** OBJETIVO 1 **
Muestra cada línea de las entradas que contenga la cadena "pattern", teniendo en cuenta mayúsculas y minúsculas.

*** FUENTE

Habla de la conspiración de los malos y establece un sistema de institución,
pero también de control. Primero una elección por parte de la comunidad, o por
una parte de ésta con méritos de vida y sabiduría de doctrina, lo cual no queda
muy claro en cuanto a la evaluación de los méritos y la sabiduría, y por otra
parte un control episcopal siempre guiado por una intención pura y por el celo
de Dios. Este control, en el caso de nuestra Orden, es uno de los ejes de la
Carta Caritatis.
Dom Guillermo abad
de Mont des Cats habla en su comentario del difícil equilibrio entre nuevos
proyectos comunitarios y el mantenimiento de la paz, con el riesgo de caer en
un cierto victimismo, y desilusión. Sería la misma trayectoria que el abad
Cassiá comenta cuando habla del buen celo con respecto a todo monje, y que
puede afectar a la responsabilidad de un cargo dentro de la comunidad: una fase
eufórica, otra de desencanto y una tercera, necesaria, de equilibrio, a la que
no todos llegan. Para ayudar a este equilibrio, san Benito enumera un conjunto
de condiciones o de consejos que se pueden resumir en no perder nunca de vista
la propia debilidad y en mantener la paz interior, o dicho de otra forma, no
abandonarse espiritualmente. De este objetivo se derivan unos consejos
concretos: más servir que mandar, desinteresadamente, sobriedad, misericordia,
detestar los vicios, previsor. Y simultáneamente, huir de la turbulencia, de la
preocupación, exageración, obstinación, celotipias, suspicacias… A Cristo nos
acercamos cada uno según nuestra manera de ser, nuestro ritmo… Es importante,
ni provocar la angustia ni cargar en exceso, así como el no dejar crecer los
vicios. En suma, que lograr ese equilibrio no es nada fácil.

******
*** ENTRADAS DISPONIBLES

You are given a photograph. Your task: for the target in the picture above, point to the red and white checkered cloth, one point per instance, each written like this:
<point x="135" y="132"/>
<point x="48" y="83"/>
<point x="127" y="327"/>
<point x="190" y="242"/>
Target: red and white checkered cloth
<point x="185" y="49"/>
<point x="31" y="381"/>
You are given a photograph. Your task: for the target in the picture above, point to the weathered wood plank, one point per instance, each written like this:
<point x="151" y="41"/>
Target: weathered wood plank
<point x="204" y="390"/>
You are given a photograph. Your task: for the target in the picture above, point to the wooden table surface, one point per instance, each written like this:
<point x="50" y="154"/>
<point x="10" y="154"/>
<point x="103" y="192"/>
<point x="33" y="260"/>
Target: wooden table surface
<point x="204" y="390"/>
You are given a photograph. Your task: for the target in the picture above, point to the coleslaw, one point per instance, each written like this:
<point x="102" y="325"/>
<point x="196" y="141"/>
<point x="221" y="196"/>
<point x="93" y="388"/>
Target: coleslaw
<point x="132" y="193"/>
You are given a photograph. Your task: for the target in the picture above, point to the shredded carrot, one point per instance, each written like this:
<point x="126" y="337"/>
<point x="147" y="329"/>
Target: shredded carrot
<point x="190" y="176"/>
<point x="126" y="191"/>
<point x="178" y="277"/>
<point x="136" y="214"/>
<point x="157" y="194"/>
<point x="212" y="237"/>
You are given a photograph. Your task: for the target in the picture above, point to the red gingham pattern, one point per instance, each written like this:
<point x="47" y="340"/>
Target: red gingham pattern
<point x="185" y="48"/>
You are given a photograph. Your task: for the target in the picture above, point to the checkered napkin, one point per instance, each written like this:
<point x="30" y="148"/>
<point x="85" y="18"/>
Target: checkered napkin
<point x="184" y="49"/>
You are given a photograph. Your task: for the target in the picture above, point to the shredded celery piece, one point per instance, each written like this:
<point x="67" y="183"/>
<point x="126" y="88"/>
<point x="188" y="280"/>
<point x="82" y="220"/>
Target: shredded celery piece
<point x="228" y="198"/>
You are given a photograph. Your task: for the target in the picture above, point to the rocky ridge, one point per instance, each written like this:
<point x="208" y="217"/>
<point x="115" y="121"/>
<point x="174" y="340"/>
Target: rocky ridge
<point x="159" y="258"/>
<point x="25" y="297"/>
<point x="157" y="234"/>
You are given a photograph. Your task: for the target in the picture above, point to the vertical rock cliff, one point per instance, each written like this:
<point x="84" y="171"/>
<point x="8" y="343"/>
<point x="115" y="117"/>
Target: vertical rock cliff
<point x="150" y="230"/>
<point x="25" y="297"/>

******
*** ENTRADAS DISPONIBLES

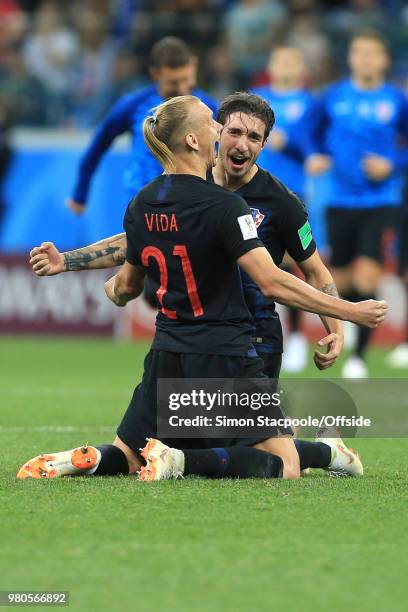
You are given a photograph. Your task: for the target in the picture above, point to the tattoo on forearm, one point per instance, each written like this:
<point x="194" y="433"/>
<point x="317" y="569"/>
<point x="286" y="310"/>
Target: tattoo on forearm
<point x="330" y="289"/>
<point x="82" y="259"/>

******
*** ENTRADAS DISPONIBLES

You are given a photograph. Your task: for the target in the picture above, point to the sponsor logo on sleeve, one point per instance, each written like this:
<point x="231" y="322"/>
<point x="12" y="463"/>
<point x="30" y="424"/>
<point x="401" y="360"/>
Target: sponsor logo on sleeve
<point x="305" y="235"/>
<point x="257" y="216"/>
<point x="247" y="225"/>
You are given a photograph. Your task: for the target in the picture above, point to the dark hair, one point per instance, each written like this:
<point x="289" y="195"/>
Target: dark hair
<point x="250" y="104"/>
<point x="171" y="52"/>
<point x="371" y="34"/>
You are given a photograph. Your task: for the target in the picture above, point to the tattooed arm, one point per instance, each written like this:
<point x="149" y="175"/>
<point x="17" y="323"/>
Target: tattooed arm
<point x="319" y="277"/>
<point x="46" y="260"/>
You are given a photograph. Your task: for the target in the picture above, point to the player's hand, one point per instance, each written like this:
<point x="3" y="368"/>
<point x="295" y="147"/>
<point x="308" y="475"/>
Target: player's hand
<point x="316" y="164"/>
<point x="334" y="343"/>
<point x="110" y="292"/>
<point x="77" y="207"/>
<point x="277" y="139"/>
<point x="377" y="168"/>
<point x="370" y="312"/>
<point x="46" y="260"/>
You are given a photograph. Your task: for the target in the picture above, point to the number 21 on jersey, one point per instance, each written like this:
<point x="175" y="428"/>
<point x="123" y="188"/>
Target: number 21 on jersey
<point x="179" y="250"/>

******

** OBJETIVO 2 **
Según la fuente, ¿qué tres fases forman la trayectoria que comenta el abad Cassiá?

** RESPUESTA CORRECTA 1 **
You are given a photograph. Your task: for the target in the picture above, point to the red gingham pattern, one point per instance, each written like this:
Target: red gingham pattern

** RESPUESTA CORRECTA 2 **
Una fase eufórica, otra de desencanto y una tercera, necesaria, de equilibrio.